§ **Work required**:
Please print every one of the following records verbatim, with each line unchanged.

§ **Excerpts from a point labeling dataset**:
START
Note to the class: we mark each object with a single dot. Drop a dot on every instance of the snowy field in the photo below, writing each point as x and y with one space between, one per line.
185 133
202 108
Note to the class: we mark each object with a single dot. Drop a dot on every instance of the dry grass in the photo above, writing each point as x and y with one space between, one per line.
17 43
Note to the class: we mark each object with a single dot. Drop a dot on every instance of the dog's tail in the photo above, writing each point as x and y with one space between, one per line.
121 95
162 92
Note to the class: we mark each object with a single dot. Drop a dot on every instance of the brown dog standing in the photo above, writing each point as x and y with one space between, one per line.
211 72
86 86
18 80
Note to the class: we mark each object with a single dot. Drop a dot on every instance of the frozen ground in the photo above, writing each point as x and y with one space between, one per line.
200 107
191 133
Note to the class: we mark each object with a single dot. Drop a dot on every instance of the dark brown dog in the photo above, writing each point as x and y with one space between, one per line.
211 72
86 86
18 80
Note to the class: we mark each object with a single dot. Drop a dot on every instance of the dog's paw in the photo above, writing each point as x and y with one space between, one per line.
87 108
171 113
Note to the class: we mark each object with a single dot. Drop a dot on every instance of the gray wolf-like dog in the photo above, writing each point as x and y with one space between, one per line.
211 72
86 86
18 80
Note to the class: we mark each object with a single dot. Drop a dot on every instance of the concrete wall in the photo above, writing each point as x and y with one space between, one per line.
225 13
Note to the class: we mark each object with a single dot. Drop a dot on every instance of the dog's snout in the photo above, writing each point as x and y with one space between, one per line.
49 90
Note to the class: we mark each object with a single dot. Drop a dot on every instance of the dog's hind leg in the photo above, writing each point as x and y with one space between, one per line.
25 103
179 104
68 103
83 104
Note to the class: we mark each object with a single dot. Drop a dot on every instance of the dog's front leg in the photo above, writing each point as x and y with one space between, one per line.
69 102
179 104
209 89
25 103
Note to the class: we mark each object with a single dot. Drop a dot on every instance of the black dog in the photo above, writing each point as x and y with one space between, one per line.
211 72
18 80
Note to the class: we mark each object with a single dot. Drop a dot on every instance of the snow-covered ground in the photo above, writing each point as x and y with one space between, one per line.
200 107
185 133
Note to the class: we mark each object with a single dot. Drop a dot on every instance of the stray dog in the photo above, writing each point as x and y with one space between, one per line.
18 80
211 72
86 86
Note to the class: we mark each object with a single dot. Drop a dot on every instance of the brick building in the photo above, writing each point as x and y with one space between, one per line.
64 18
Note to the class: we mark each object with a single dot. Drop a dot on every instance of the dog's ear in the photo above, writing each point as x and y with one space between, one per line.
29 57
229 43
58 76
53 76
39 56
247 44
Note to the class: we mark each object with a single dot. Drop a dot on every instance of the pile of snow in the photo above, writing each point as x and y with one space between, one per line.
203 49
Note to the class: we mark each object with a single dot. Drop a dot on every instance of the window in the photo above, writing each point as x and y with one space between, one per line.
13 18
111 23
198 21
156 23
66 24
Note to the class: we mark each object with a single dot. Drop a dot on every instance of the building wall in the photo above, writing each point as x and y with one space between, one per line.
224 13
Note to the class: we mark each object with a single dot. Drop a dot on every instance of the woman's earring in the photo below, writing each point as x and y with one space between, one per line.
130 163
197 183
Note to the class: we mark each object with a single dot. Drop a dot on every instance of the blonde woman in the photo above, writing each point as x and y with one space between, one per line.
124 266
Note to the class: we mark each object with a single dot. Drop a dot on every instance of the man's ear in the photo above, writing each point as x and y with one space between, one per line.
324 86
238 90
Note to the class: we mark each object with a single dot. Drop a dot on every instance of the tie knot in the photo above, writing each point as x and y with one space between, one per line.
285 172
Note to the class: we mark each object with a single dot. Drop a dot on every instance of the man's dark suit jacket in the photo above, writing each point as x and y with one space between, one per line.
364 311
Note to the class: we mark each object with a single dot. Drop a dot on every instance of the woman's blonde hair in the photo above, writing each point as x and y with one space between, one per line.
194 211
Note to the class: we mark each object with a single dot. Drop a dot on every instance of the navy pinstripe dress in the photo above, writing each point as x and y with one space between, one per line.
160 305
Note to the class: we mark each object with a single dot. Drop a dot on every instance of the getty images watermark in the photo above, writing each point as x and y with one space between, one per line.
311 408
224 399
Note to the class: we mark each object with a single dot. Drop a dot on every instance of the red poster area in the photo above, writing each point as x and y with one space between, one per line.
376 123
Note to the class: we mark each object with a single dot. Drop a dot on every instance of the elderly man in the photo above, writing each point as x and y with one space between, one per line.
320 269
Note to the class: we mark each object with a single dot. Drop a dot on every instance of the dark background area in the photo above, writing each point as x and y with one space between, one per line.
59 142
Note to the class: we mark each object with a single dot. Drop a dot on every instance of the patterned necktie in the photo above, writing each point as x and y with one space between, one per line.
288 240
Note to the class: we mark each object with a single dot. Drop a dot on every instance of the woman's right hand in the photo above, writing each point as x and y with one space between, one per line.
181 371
END
§ **Response to the task**:
Note to the class: we mark each object with a single dot. Drop a dot on every instance of the snowy field in the photo below, writing each point as x and y with one space between, one per line.
185 133
202 108
Note to the class: we mark each object with a single dot. Drop a dot on every instance of the dry grass in the photo above, writing each point as x and y with one space between, one per line.
17 43
Note to the class: we mark each object with a single dot. Drop a dot on every instance of the dog's tail in the photo above, writing each point as x and y with one space between, one per line.
121 95
162 92
Note to the class: we mark each object with a single dot. Drop a dot on every instance of the brown dog standing in the photo above, writing each point as x and y with one space between, one per line.
211 72
86 86
18 80
Note to the class: we mark each object with a single dot. Drop a dot on every instance of the frozen ground in the photo above, writing each point as x and y with one space between, one per line.
200 107
191 133
Note to the class: we mark each object with a single dot. Drop a dot on every instance of the dark brown dog in the photo above, writing each point as x and y with one space between, one per line.
211 72
86 86
18 80
Note to the class: we mark each object with a single dot. Drop a dot on every instance of the dog's paw in the photo above, writing each point as x and y with one space between, one per line.
87 108
171 113
Note to the class: we mark each object with a single dot. Drop a dot on every instance of the gray wolf-like dog in the photo above, writing each point as x and y with one space between, one per line.
211 72
86 86
18 80
Note to the class: we mark each object with a single dot. Drop a dot on every instance of the concrete wall in the photo above, writing each point as x and y with one space between, one per line.
225 13
Note to the class: we mark each object with a single dot. Drop a dot on every instance of the dog's snout in the photo above, writing each point as x and y with one space between, one per line.
49 90
Note to the class: we mark each object with a single dot. Drop a dot on every instance of the dog's hind leg in the photo above, writing each point as x and y with one space between, one per line.
25 103
179 104
68 103
83 104
Note to the class: we mark each object with a single dot. Drop a dot on every instance of the dog's front leg in the photo above, writing each point as x and y with one space between, one per line.
69 102
179 104
209 89
25 103
Note to the class: we mark each object with a single dot. Drop a dot on every instance of the black dog in the photo above, writing each point as x and y with one space between, one per line.
211 72
18 80
Note to the class: we mark each object with a single dot. Drop a dot on every instance of the snow-covered ground in the photo above, writing each point as x and y with one space between, one per line.
200 107
185 133
Note to the class: we mark each object with a single dot. Drop a dot on every instance of the stray dog in the photo above, writing each point as x and y with one space between, one per line.
18 80
211 72
86 86
Note to the class: we mark each object with a single dot. Drop a dot on every instance of the brick building in the photo above, writing each point as x and y with one space between, one per line.
64 18
Note to the class: we mark each object with a single dot. Drop a dot on every instance of the dog's ear in the photo above, writing each point as x and y with one space between, one per line.
29 57
229 43
58 76
53 76
39 56
247 44
Note to the class: we mark each object with a single dot. Drop a dot on every instance of the pile of snow in the photo above, writing each point as x and y with one space between, one per line.
203 49
Note to the class: we mark each object with a single dot. Drop a dot on every instance of the window in the photo above, writing each point as x and y with one space between, one per line.
13 18
111 23
198 21
156 23
66 24
Note to the class: we mark each object with a single dot. Drop a dot on every instance of the building wall in the photo above, writing each point as x and y with one space between, one per line.
224 13
Note to the class: we mark each object with a single dot. Drop a dot on every instance of the woman's earring in the photo below, writing each point as x and y with one space between, one per line.
130 163
197 183
Note to the class: we mark each object with a single dot. Drop a dot on every instance of the blonde woman in the photo above, writing each point as x and y with one space between, one per line.
124 266
Note to the class: we mark each object with a single dot. Drop a dot on every instance of the man's ear in the photo above, writing each point as x and y with one space between, one per line.
324 86
238 90
Note to the class: we mark each object with a single dot. Drop a dot on every instance of the tie knot in the photo above, writing each point as x and y with one space between, one per line.
285 172
Note to the class: we mark each object with a single dot. Drop a dot on every instance of the man's dark suit jacket in the photo above, writing each point as x and y with one space between, one per line.
364 311
Note to the class: we mark each object with a single dot. Drop a dot on every instance of the woman's blonde hair in the photo above, writing each point as x and y with one space between, one per line.
194 211
Note to the class: we mark each object with a single dot. Drop a dot on every instance of the navy pinstripe dress in the photo above, writing each point as x and y with one space between, one per line.
160 305
Note to the class: we mark each object with a single dot. Drop a dot on every instance of the getty images watermark in the photo above, writing each point as x and y with one space between, one per line.
311 408
224 399
Note to the class: we mark each object with a single dot. Drop a dot on every instance of the red poster area in the photo above, writing each point as x and y with one space between, one per line.
376 123
Note to the class: we mark each object with a single dot. Drop a dot on every instance of the elderly man in the photo above, writing each point as x and y with one space between, one per line.
320 269
Note to the class: we mark each object with a single dot. Drop a dot on every instance of the dark background area in the photo above, writing each point as x and y with one space between, one per line.
59 142
Note to the class: we mark each object with a single dot. Drop a dot on every instance of the patterned necktie in the photo above, writing each point as x and y with one space between, one per line.
288 240
Note to the class: we mark each object with a single dot. Drop a dot on every instance of the woman's right hand in the photo above, writing each point as x and y with one space between, one per line.
181 371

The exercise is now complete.